Stored data entries
● ● ●

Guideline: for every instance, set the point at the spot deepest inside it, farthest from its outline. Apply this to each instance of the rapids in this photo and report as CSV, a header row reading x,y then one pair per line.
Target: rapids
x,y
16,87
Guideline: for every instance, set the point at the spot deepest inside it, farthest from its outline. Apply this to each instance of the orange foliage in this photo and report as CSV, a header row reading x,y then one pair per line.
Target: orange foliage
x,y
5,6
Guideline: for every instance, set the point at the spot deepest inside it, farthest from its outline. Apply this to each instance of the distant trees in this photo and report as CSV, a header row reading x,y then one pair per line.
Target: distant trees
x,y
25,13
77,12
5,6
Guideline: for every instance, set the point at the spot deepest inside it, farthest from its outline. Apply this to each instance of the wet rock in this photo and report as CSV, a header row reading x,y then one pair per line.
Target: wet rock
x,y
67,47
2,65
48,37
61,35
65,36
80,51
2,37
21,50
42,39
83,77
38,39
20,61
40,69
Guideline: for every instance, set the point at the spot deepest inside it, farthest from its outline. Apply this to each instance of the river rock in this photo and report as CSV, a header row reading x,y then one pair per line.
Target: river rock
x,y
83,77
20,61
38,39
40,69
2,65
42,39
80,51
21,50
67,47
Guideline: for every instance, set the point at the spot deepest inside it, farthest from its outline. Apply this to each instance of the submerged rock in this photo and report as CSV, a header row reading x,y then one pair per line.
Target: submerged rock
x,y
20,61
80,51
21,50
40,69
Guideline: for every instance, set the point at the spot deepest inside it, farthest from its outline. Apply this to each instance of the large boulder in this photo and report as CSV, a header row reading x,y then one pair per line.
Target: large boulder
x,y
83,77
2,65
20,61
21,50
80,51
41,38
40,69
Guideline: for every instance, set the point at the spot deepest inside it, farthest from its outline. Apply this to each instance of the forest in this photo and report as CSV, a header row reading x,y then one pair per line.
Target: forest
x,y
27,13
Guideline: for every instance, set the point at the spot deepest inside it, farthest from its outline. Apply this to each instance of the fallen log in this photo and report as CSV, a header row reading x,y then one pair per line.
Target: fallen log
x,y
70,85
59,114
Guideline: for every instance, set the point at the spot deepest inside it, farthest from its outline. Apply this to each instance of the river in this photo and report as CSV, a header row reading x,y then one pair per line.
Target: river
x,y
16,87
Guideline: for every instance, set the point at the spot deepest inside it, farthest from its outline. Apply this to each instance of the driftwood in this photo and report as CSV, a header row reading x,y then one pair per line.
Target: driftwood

● ● ●

The data above needs to be retyped in full, exactly as given.

Guideline: for every instance, set the point at the spot deepest inside it, farthest from its outline. Apply this to each instance of the rapids in this photo and report as CSV, a header row reading x,y then one pair per line.
Target: rapids
x,y
16,87
Guideline: for every instance, set the point at the spot deepest inside it, farthest from its outline. Apply this to each instance of the orange foliage in this photo and report as CSV, a header row reading x,y then one pair per line.
Target: orange foliage
x,y
5,6
Guideline: for every instance, set the point at the spot deepest inside it, farthest from its outline. Apply this to each instance of the distant trees in this photo and report as CSV, a header row reading x,y then one pair per line.
Target: distant trees
x,y
25,13
77,12
5,6
Guideline: for every instance, set the point at the spot deepest inside it, farthest from its outline. Apply this to each instance of the wet rock in this photo and report as CSV, a header row reading x,y then one pair per line.
Target: wet rock
x,y
67,47
2,65
48,37
61,35
65,36
80,51
2,37
21,50
42,39
83,77
38,39
20,61
40,69
Guideline: for every instance, set the point at the spot deepest inside it, farthest from its outline. Apply this to each instance of the river rock in this photo and report as CSV, a header row reading x,y then one pair per line.
Target: river rock
x,y
83,77
20,61
38,39
40,69
2,65
42,39
80,51
21,50
67,47
Guideline: for every instance, set the point at the spot deepest inside it, farthest from its outline. Apply this to each instance of the submerged rock in this photo and report as CSV, a header row reading x,y then one pair per line.
Target: submerged rock
x,y
20,61
80,51
21,50
40,69
Guideline: for every instance, set the point at the spot deepest inside it, farthest from its outline. Apply this to each instance of the large boulder in this photo and report as CSV, a header row reading x,y then one pair per line.
Target: large boulder
x,y
83,77
2,65
20,61
21,50
80,51
41,38
40,69
Guideline: for every instance, set the point at the spot deepest inside it, farthest from its outline. Apply this to each instance of the forest in this photo and report as CSV, a header row reading x,y then one pair per line.
Target: forest
x,y
27,13
Guideline: for every instance, set the point at the spot deepest inside it, farthest from its outline. Apply this to each instance of the fallen log in this photo and report as CSV, a header row reading x,y then one pair per line.
Target: fallen log
x,y
70,85
59,114
Guideline: for every instance, set the point at the spot deepest inside it, farthest from its outline. Apply this to each instance of the river in this photo and report as CSV, a header row reading x,y then one pair per line.
Target: river
x,y
16,87
Guideline: for every instance, set the point at the spot deepest inside it, farthest from its outline. Apply this to each instance of the driftwood in this photo and report as CSV, a header row reading x,y then one pair per line.
Target: driftwood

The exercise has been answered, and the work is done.